[Challenge a]: Write out the records from the line containing "Please spot the rolling" through the end of the records, substituting "slope" for "hillside" and changing nothing else. Leave the pictures out.

━━━━━ Document text ━━━━━

On December 15, 2019, the Company entered into a contingent asset purchase agreement (the “Agreement”), as amended on March 31, 2020 and May 29, 2020, with Somahlution, LLC, Somahlution, Inc., and Somaceutica, LLC, companies duly organized under the laws of Delaware (collectively, “Somah”) to acquire all of the assets and none of the liabilities of Somah (the “Acquisition”), including DuraGraft®, a one-time intraoperative vascular graft treatment for use in vascular and bypass surgeries that maintains endothelial function and structure, and other related properties. On July 30, 2020, the Company and Somah entered into Amendment No. 3 to the Agreement which finalized this Agreement. Pursuant to the terms of this amendment, it was agreed that, as part of the Acquisition, the Company would acquire the outstanding capital stock of Somahlution, Inc., held by Somahlution, LLC, rather than the assets of Somahlution, Inc. This change to the Agreement was made to accommodate the European Union (“EU”) requirements with respect to the future manufacturing under Somahlution, Inc. of CE marked products for sale in the EU.

 

On September 25, 2020, the Company formed Somaceutica, Inc., a Florida corporation.

 

On September 25, 2020, the Company formed Marizyme Sciences, Inc., a Florida corporation.

 

The Company’s common stock, $0.001 par value per share (the “Common Stock”), is currently quoted on the OTC Markets QB Tier under the ticker symbol “MRZM.”

   

 8 

 

 

Change in Management and the Board of Directors

 

On January 16, 2021, Roger Schaller was appointed as the Company Executive Vice President of Commercial Operations.

 

On January 29, 2021, Amy Chandler was promoted to Executive Vice President of Regulatory and Quality Affairs.

 

On February 3, 2021, Julie Kampf was appointed as a Director on the Company’s board of directors.

 

On February 22, 2021, Dr. Vithal Dhaduk was appointed as a Director on the Company’s board of directors.

 

On March 18, 2021, Dr. Neil Campbell resigned as Chief Executive Officer, President and Director.

 

On March 19, 2021, James Sapirstein was appointed as Interim Chief Executive Officer.

 

On April 2, 2021, Dr. Satish Chandran was terminated as Chief Technology Officer.

 

On June 24, 2021, James Saperstein, our Interim Chief Executive Officer resigned, and Vithal Dhaduk was appointed as our Chairman of the Company’s board of directors.

 

On July 6, 2021, Vithal Dhaduk was appointed as Interim Chief Executive Officer.

 

On July 12, 2021, Bruce Harmon resigned as Interim Chief Financial Officer.

━━━━━ Stored records ━━━━━

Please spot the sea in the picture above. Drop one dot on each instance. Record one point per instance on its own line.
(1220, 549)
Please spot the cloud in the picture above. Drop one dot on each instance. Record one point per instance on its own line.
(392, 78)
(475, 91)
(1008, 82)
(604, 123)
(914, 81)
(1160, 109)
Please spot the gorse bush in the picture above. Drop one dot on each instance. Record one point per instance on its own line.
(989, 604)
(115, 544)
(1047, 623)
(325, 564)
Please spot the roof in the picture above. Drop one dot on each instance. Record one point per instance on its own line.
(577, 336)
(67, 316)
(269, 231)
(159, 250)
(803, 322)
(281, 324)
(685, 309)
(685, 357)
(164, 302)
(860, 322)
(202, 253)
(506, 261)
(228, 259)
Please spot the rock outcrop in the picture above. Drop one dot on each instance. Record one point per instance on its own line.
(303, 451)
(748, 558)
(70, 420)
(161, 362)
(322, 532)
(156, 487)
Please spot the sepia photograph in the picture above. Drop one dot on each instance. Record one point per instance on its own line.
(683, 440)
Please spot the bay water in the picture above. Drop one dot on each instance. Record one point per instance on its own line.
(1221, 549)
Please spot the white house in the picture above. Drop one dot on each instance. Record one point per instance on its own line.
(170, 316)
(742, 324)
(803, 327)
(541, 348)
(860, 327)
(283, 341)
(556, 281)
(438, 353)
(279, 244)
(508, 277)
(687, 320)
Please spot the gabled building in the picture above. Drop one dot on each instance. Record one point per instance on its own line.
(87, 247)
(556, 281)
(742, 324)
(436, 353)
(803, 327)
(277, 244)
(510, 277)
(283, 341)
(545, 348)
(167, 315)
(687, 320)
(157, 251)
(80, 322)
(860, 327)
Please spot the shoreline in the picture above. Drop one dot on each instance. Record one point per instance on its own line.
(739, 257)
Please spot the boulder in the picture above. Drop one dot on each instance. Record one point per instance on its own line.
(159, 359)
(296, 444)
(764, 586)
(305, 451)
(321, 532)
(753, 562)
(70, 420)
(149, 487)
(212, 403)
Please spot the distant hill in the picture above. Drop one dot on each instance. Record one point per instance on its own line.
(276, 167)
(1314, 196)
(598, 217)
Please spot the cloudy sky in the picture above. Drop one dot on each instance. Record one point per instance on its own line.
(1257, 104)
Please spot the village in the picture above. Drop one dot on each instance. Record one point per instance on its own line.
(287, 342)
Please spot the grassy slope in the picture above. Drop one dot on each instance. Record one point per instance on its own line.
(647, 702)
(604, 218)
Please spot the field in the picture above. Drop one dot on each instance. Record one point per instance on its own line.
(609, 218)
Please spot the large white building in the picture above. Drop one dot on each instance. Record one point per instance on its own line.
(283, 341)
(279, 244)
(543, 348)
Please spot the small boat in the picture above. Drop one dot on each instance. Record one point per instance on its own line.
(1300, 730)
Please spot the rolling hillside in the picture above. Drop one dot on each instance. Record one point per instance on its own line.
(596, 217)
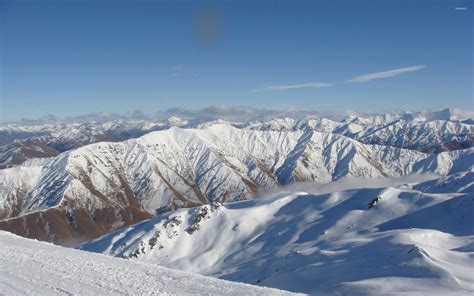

━━━━━

[Challenge b]: According to the document text, what ticker symbol is the Company's common stock quoted under?

[Exercise result a]:
Please spot the rolling slope in the picture above. Drop one dot on each instance. Record one point per instance on its own line.
(596, 217)

[Exercise result b]: MRZM